Detection examples
------------------------------------
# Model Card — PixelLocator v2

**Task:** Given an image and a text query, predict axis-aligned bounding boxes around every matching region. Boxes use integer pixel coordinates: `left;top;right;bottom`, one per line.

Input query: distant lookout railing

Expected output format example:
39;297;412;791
------------------------------------
# Task statement
Reproduce every line of the material above verbatim.

# Completed task
# Model Card — PixelLocator v2

**Task:** Given an image and a text query, predict axis-aligned bounding boxes around every matching region. Boxes use integer pixel coordinates: `left;top;right;bottom`, one per line.

Input query: distant lookout railing

Expected output format example:
39;297;412;791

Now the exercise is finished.